=== Records provided ===
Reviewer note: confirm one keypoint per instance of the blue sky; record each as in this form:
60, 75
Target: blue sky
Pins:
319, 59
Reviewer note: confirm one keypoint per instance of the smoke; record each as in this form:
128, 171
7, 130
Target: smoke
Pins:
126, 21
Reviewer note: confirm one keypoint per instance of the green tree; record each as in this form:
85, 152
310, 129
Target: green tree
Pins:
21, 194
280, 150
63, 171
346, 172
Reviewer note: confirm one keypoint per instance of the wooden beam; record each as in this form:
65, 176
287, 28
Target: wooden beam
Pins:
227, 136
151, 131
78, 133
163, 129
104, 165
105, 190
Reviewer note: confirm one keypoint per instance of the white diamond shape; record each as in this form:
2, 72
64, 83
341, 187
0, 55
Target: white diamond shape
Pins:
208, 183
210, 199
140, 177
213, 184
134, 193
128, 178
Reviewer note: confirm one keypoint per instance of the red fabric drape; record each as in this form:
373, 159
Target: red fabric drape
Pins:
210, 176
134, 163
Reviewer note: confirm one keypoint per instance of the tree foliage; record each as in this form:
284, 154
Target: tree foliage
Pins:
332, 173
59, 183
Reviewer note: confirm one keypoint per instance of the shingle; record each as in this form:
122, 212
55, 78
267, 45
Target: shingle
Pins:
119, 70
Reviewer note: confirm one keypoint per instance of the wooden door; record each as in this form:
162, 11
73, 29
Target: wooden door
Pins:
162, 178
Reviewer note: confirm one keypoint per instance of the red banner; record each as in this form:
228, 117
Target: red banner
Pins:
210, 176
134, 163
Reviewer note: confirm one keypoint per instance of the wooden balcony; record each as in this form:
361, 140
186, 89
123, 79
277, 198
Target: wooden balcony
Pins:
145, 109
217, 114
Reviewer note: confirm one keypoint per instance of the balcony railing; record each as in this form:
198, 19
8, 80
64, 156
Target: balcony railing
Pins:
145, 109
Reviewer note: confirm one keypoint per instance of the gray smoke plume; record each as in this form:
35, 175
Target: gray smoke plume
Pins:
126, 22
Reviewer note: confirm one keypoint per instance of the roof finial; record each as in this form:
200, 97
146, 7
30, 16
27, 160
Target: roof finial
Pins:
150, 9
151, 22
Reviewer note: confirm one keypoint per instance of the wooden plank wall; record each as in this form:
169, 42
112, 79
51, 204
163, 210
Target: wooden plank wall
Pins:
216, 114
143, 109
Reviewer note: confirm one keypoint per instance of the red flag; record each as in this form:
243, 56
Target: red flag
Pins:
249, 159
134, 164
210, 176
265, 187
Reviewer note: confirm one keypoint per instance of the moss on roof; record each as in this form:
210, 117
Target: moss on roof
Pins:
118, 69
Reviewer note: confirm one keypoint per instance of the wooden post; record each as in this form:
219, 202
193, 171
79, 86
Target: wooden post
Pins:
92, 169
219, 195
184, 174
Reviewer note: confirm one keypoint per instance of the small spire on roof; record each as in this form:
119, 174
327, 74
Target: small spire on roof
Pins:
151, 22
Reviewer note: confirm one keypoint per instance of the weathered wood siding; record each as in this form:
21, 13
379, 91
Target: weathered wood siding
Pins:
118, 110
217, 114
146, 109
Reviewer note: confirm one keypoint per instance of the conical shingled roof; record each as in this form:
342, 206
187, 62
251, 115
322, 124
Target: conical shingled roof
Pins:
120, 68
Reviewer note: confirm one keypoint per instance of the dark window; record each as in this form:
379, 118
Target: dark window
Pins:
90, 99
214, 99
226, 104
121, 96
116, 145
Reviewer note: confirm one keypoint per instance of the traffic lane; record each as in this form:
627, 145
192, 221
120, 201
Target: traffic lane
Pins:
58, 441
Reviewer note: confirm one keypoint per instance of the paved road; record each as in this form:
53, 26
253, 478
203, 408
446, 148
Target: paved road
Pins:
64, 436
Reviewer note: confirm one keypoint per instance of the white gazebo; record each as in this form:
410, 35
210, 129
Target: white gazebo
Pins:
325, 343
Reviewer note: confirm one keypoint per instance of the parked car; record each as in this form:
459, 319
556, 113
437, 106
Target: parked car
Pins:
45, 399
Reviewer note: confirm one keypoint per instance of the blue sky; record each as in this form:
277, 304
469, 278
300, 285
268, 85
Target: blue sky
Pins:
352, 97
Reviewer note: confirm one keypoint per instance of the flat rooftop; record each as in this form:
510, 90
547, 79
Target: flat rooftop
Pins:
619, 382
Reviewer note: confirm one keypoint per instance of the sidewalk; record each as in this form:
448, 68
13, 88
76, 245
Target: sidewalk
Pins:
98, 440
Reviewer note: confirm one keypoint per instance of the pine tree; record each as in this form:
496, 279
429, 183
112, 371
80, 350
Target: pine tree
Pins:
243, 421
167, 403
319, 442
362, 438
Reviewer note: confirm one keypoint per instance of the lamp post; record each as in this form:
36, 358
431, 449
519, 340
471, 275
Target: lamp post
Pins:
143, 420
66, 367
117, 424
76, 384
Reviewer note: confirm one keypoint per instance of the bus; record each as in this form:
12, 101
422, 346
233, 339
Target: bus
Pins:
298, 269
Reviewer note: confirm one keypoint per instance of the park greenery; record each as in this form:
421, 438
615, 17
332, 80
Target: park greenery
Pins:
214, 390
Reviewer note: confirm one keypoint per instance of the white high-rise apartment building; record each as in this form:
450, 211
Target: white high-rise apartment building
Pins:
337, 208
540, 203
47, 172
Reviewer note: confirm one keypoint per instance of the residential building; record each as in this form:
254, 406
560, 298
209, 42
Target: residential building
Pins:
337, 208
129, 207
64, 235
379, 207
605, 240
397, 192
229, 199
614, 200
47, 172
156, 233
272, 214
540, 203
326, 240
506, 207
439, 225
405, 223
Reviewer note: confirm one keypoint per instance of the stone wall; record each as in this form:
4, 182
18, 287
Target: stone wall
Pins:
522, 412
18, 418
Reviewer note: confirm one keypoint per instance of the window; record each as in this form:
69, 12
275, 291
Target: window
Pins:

=== Required task ===
Reproduce every entry above word for word, keeping each line in its original order.

=== The completed task ===
Reviewer note: confirm one keypoint per instance of the blue sky; record each as in this form:
60, 75
Target: blue sky
Pins:
319, 59
Reviewer note: confirm one keypoint per instance of the smoke; record each as in this form:
128, 171
7, 130
Target: smoke
Pins:
126, 21
Reviewer note: confirm one keypoint per instance of the green tree; record each as in this form:
85, 152
310, 129
Target: green tree
Pins:
21, 194
280, 150
63, 171
346, 172
Reviewer note: confirm one keypoint per instance of the wooden beam; record each as in this form:
65, 176
287, 28
Target: wooden beam
Pins:
227, 136
151, 131
78, 133
163, 129
104, 165
105, 190
Reviewer note: confirm one keypoint per instance of the white diamond shape; record each as in this form:
2, 72
64, 83
341, 187
0, 55
Target: white diamond shape
Pins:
208, 183
210, 199
140, 177
213, 184
134, 193
128, 178
Reviewer note: confirm one keypoint per instance of the red fabric drape; record each as in this form:
373, 159
Target: red fabric drape
Pins:
210, 176
134, 163
Reviewer note: confirm one keypoint per instance of the tree foliage; record each as in this form:
284, 154
Target: tree foliage
Pins:
332, 173
59, 183
Reviewer note: confirm one keypoint per instance of the shingle; record each as in this form:
122, 212
55, 78
267, 45
Target: shingle
Pins:
119, 70
Reviewer note: confirm one keypoint per instance of the wooden door; record each as in this form:
162, 11
73, 29
Target: wooden door
Pins:
162, 178
Reviewer note: confirm one keypoint per instance of the red banner; record each as in this form:
228, 117
Target: red banner
Pins:
210, 176
134, 163
Reviewer note: confirm one keypoint per instance of the wooden balcony; record each as in this form:
361, 140
186, 89
123, 79
277, 198
Target: wooden balcony
Pins:
145, 109
217, 114
Reviewer note: confirm one keypoint per instance of the balcony railing; record each as in this form:
198, 19
8, 80
64, 156
Target: balcony railing
Pins:
145, 109
Reviewer note: confirm one keypoint per instance of the gray smoke plume; record each as in this form:
35, 175
Target: gray smoke plume
Pins:
126, 22
Reviewer note: confirm one keypoint per instance of the roof finial; record each as in this form:
200, 97
146, 7
30, 16
27, 160
Target: roof finial
Pins:
150, 9
151, 22
Reviewer note: confirm one keypoint per instance of the wooden plank wall; record each as in this form:
169, 42
112, 79
51, 204
163, 210
Target: wooden plank wall
Pins:
216, 114
143, 109
Reviewer note: confirm one keypoint per instance of the red flag; record each as in this form:
243, 56
Target: red flag
Pins:
249, 159
134, 164
210, 176
265, 187
Reviewer note: confirm one keypoint per instance of the moss on roof; record each as in this form:
210, 117
Target: moss on roof
Pins:
118, 69
Reviewer note: confirm one keypoint per instance of the wooden post; record each as in this form:
219, 202
193, 171
79, 86
Target: wooden post
Pins:
92, 169
219, 195
184, 174
Reviewer note: confirm one keypoint per instance of the small spire on roof; record each as in this form:
119, 174
327, 74
Target: small spire on roof
Pins:
151, 22
Reviewer note: confirm one keypoint per instance of the weathered wood siding; record each as in this form:
21, 13
379, 91
Target: weathered wood siding
Pins:
118, 110
217, 114
146, 109
Reviewer note: confirm one keypoint per instance of the conical shingled roof; record each as in this form:
342, 206
187, 62
251, 115
322, 124
Target: conical shingled roof
Pins:
120, 68
Reviewer note: confirm one keypoint per instance of the dark window; record each as in this form:
379, 118
Target: dark window
Pins:
90, 99
214, 99
226, 104
121, 96
116, 145
Reviewer note: confirm one keypoint per instance of the traffic lane; record each as in this form:
627, 145
192, 221
120, 201
Target: traffic lane
Pins:
58, 441
Reviewer note: confirm one keypoint per instance of the paved road; record each as in this form:
53, 26
253, 478
203, 408
446, 148
Target: paved road
Pins:
64, 436
Reviewer note: confirm one keypoint per instance of the white gazebo; record each as in this form:
410, 35
210, 129
Target: white gazebo
Pins:
325, 343
Reviewer note: confirm one keypoint per instance of the parked car; record each as in this form:
459, 319
556, 113
437, 106
Target: parked car
Pins:
45, 399
Reviewer note: confirm one keypoint per instance of the blue sky; record each as in this form:
277, 304
469, 278
300, 285
268, 85
Target: blue sky
Pins:
352, 97
Reviewer note: confirm one keypoint per instance of the flat rooftop; record each as in this form:
510, 90
547, 79
Target: flat rooftop
Pins:
619, 382
Reviewer note: confirm one keypoint per instance of the sidewalk; record each as in this form:
448, 68
13, 88
76, 245
Target: sidewalk
Pins:
98, 440
Reviewer note: confirm one keypoint per instance of the pine tree; record each as in this form:
496, 279
429, 183
112, 371
80, 350
Target: pine tree
Pins:
243, 421
167, 403
319, 442
362, 438
Reviewer note: confirm one keypoint per instance of the lamp post; record each as in this form:
36, 358
431, 449
519, 340
471, 275
Target: lamp post
Pins:
143, 420
66, 367
117, 424
76, 384
Reviewer note: confirm one keypoint per instance of the bus; record each as in this form:
12, 101
422, 346
233, 339
Target: bus
Pins:
298, 269
Reviewer note: confirm one keypoint per instance of the park greenery; record each as in this form:
421, 438
615, 17
332, 80
Target: park greenery
Pins:
214, 390
Reviewer note: confirm one keypoint per instance of the white high-rise apartment building; record each as in this form:
450, 211
Target: white high-rise apartment building
Pins:
337, 208
540, 203
47, 172
Reviewer note: confirm one keypoint per instance of the residential building; record each as in this form:
254, 406
560, 298
209, 42
Target: residential building
Pins:
337, 208
129, 207
64, 235
379, 207
605, 240
397, 192
229, 199
614, 200
47, 172
156, 233
272, 214
540, 203
326, 240
506, 207
439, 225
405, 223
Reviewer note: confirm one keypoint per instance of the stone wall; record each as in this form:
4, 182
18, 287
Target: stone wall
Pins:
522, 412
18, 418
Reviewer note: confirm one keypoint per instance of the window; record each as in this form:
69, 12
275, 291
Target: window
Pins:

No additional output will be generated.